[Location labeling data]
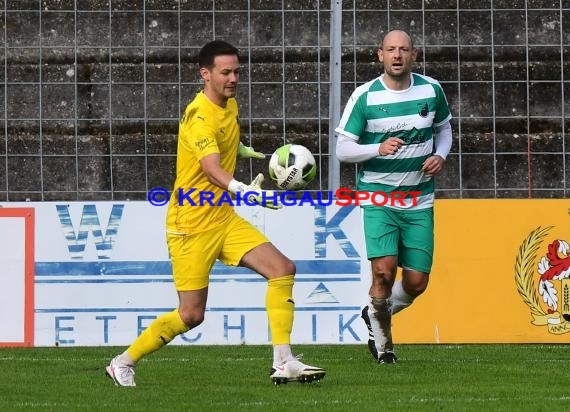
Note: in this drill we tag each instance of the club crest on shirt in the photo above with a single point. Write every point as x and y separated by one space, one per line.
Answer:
423 109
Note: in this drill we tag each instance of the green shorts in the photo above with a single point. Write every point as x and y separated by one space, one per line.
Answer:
406 234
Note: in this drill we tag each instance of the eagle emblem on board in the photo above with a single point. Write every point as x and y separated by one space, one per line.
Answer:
543 281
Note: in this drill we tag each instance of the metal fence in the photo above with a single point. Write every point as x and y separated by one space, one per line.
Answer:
91 90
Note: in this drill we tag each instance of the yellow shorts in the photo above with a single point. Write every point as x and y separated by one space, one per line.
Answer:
193 255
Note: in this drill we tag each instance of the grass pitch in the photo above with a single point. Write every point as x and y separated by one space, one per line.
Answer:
236 378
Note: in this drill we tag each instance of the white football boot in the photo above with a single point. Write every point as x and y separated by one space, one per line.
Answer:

**What is required:** Reproduce all of the data above line for line, without altering any wording, and omit the pictures.

**Response for this exercise:**
Note: in this drill we tag each instance of the club crest on shirt in the photo above with a single point. Write every point as x and y separated by one space, one per line.
Answer:
423 109
Note: in this drill we tag each instance of the green shorts in the photo above with a single point. Write every point as x and y separated by one space, one per line.
Answer:
406 234
Note: in this drill we tag each instance of the eagle emblem on board in the photo above with a single point. Write every point as x and y separated by one space, one per line.
Answer:
543 281
Note: in this drill we tag each instance of the metal fence in the photo above with a single point. Write every point as x and y separated by one space, one per line.
Answer:
91 90
Note: in this drill we tag each instance of the yellow shorts in the photo above with a single point. Write every point as x and y separated by one space, one per line.
Answer:
193 255
Note: in this drill we tag each instance of the grass pitch in the photo above with a single point. Write every point as x and y separated by one space, one per line.
Answer:
236 378
Note: in this drill we tag each instance of the white football boot in the photo above with a single point. Write every point as x and y separated by one space, one per line.
Answer:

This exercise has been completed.